__ФОРМУЛИРОВКА ЗАДАНИЯ 1__
Замените «Кувейта» на «Катара» и приведите фрагмент текста для чтения, начиная со слов «Города возникли в» и заканчивая словами «желания не появилось.».

__ТЕКСТ ДЛЯ ЧТЕНИЯ__

Города возникли в безводной пустыне, пользуясь водой из атомных
опреснителей: сначала город Шевченко на берегу полуострова Мангышлак,
затем новые жилые районы Кувейта... И всё же речь идёт об исключительных
случаях или ситуациях — признать их нормальными, естественными
ни у кого желания не появилось.
Весной 1987 года начался любопытный эксперимент: группа английских
и американских добровольцев во главе с Джоном Алленом и Марком
Нельсоном начала своё годичное пребывание в “Биосфере-2”, построенной
в пустыне Аризоны. “Биосфера-2” — комплекс сооружений, способный,
как предполагается, самоподдерживаться в течение ста лет. В комплексе
есть “океан” глубиной 10 метров и все виды ландшафтов в микромасштабе.

__ФОРМУЛИРОВКА ЗАДАНИЯ 2__
Представьте в виде CSV с двумя столбцами, «задание» и «значение», только записи, начиная со строки, содержащей «TARGET = small tree», и заканчивая строкой, содержащей «<point>250,238</point>», включая обе. Каждой записи должна соответствовать одна строка CSV: её текст и ответ, каждый в одном поле в кавычках, с переносами строк, замененными пробелами.

(Записи на определение местоположения)
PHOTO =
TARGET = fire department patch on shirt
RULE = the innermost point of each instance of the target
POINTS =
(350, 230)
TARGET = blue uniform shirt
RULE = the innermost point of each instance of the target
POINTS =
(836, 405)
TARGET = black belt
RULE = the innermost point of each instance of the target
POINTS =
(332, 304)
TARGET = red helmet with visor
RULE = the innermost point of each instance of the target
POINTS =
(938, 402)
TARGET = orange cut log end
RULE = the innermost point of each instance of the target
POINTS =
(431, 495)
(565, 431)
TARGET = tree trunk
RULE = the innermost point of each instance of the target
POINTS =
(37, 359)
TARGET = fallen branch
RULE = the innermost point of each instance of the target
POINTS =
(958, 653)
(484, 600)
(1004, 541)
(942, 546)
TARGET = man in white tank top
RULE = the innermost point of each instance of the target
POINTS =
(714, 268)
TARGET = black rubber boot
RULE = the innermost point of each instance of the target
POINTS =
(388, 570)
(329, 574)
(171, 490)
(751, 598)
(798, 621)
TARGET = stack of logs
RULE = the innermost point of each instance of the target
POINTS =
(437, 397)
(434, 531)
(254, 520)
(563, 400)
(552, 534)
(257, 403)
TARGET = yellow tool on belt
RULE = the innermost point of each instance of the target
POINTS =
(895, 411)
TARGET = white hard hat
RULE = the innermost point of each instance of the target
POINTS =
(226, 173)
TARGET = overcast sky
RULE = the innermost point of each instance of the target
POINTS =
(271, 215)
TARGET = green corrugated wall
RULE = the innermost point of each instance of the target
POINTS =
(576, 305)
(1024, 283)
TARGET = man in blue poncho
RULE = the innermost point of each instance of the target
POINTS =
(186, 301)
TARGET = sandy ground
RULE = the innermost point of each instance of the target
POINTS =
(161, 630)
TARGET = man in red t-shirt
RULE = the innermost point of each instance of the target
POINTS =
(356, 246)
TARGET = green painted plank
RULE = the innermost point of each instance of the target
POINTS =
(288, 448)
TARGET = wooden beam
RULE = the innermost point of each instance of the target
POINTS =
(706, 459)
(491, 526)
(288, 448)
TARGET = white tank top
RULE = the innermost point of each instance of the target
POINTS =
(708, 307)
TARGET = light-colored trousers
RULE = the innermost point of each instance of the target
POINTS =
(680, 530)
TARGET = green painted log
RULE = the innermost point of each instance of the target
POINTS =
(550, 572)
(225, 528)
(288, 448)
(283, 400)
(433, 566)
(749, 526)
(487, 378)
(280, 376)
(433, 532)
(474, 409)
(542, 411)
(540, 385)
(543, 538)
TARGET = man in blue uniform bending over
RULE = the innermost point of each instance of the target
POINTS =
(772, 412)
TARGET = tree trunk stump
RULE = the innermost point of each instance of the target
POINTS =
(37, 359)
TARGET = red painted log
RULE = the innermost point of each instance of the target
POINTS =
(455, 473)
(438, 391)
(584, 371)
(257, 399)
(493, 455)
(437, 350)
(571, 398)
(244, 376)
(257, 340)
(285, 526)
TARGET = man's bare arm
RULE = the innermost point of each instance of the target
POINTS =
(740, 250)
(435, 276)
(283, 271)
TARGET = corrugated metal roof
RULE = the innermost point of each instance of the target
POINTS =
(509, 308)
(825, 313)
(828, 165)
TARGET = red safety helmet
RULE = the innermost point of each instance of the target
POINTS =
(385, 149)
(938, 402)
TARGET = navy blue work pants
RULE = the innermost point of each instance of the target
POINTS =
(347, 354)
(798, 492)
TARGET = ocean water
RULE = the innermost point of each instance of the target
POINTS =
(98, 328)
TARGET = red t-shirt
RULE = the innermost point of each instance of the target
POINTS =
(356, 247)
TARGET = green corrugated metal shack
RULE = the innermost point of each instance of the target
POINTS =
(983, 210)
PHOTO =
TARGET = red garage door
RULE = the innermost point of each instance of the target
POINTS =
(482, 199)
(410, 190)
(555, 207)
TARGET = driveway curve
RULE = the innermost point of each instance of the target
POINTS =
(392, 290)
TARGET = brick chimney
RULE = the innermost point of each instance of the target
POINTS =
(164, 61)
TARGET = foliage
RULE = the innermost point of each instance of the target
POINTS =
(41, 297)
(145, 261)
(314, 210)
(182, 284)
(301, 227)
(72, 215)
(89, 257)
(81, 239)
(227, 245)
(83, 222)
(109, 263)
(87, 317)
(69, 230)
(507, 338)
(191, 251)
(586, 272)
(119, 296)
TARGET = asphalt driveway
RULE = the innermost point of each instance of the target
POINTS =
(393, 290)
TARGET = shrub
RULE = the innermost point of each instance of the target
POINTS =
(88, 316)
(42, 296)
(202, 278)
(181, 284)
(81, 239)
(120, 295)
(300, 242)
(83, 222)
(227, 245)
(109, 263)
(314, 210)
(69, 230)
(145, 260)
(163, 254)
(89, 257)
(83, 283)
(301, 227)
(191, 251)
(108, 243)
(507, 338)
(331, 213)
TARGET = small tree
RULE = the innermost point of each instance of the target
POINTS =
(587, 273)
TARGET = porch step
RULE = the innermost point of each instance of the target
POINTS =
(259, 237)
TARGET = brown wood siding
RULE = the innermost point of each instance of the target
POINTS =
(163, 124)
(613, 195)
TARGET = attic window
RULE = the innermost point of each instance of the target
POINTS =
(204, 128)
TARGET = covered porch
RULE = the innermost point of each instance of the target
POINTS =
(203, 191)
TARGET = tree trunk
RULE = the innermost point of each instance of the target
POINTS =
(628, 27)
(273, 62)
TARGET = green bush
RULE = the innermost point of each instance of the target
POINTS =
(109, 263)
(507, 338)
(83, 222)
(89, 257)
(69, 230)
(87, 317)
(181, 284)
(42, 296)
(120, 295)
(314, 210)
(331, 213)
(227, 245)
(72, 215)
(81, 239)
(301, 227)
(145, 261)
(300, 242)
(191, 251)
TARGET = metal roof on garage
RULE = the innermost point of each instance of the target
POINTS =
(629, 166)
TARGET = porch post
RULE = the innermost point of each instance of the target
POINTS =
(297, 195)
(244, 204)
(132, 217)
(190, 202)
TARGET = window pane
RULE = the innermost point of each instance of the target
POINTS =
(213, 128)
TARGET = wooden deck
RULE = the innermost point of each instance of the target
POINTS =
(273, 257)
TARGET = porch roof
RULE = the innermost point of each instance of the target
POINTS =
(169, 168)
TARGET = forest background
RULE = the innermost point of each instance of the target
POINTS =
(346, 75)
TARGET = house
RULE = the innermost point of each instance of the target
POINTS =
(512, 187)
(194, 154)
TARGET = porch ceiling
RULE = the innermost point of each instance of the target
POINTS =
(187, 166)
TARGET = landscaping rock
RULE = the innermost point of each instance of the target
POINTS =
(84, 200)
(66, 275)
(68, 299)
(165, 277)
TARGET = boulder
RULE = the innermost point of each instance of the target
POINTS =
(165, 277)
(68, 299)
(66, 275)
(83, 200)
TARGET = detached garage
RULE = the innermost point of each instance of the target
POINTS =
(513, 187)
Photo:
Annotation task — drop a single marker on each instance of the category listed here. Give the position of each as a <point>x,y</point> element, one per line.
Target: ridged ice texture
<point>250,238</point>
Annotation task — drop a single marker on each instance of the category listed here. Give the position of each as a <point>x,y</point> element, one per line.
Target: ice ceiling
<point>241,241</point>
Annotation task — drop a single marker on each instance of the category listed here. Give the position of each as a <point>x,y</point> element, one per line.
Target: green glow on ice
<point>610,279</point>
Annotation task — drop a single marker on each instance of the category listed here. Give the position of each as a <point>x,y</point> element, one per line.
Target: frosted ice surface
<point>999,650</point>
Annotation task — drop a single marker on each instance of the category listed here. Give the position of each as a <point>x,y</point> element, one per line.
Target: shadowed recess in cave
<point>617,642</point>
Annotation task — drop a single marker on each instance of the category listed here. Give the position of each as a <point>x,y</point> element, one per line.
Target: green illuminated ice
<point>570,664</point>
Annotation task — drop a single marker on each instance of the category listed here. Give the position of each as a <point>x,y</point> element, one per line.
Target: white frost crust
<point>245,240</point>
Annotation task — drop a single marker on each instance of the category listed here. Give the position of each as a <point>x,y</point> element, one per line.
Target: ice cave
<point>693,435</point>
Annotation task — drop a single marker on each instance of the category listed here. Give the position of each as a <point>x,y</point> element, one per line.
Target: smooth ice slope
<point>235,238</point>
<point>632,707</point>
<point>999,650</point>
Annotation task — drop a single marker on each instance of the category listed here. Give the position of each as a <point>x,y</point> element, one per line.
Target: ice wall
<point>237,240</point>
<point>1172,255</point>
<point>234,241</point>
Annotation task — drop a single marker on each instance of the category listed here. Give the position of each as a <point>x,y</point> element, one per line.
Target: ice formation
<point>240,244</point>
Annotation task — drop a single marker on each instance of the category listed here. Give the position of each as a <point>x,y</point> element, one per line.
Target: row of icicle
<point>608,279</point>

__РЕЗУЛЬТАТ ВЫПОЛНЕНИЯ 1__
Города возникли в безводной пустыне, пользуясь водой из атомных
опреснителей: сначала город Шевченко на берегу полуострова Мангышлак,
затем новые жилые районы Катара... И всё же речь идёт об исключительных
случаях или ситуациях — признать их нормальными, естественными
ни у кого желания не появилось.

__РЕЗУЛЬТАТ ВЫПОЛНЕНИЯ 2__
задание,значение
"TARGET = small tree RULE = the innermost point of each instance of the target POINTS =","(587, 273)"
"TARGET = porch step RULE = the innermost point of each instance of the target POINTS =","(259, 237)"
"TARGET = brown wood siding RULE = the innermost point of each instance of the target POINTS =","(163, 124) (613, 195)"
"TARGET = attic window RULE = the innermost point of each instance of the target POINTS =","(204, 128)"
"TARGET = covered porch RULE = the innermost point of each instance of the target POINTS =","(203, 191)"
"TARGET = tree trunk RULE = the innermost point of each instance of the target POINTS =","(628, 27) (273, 62)"
"TARGET = green bush RULE = the innermost point of each instance of the target POINTS =","(109, 263) (507, 338) (83, 222) (89, 257) (69, 230) (87, 317) (181, 284) (42, 296) (120, 295) (314, 210) (331, 213) (227, 245) (72, 215) (81, 239) (301, 227) (145, 261) (300, 242) (191, 251)"
"TARGET = metal roof on garage RULE = the innermost point of each instance of the target POINTS =","(629, 166)"
"TARGET = porch post RULE = the innermost point of each instance of the target POINTS =","(297, 195) (244, 204) (132, 217) (190, 202)"
"TARGET = window pane RULE = the innermost point of each instance of the target POINTS =","(213, 128)"
"TARGET = wooden deck RULE = the innermost point of each instance of the target POINTS =","(273, 257)"
"TARGET = porch roof RULE = the innermost point of each instance of the target POINTS =","(169, 168)"
"TARGET = forest background RULE = the innermost point of each instance of the target POINTS =","(346, 75)"
"TARGET = house RULE = the innermost point of each instance of the target POINTS =","(512, 187) (194, 154)"
"TARGET = porch ceiling RULE = the innermost point of each instance of the target POINTS =","(187, 166)"
"TARGET = landscaping rock RULE = the innermost point of each instance of the target POINTS =","(84, 200) (66, 275) (68, 299) (165, 277)"
"TARGET = boulder RULE = the innermost point of each instance of the target POINTS =","(165, 277) (68, 299) (66, 275) (83, 200)"
"TARGET = detached garage RULE = the innermost point of each instance of the target POINTS =","(513, 187)"
"Photo: Annotation task — drop a single marker on each instance of the category listed here. Give the position of each as a <point>x,y</point> element, one per line. Target: ridged ice texture","<point>250,238</point>"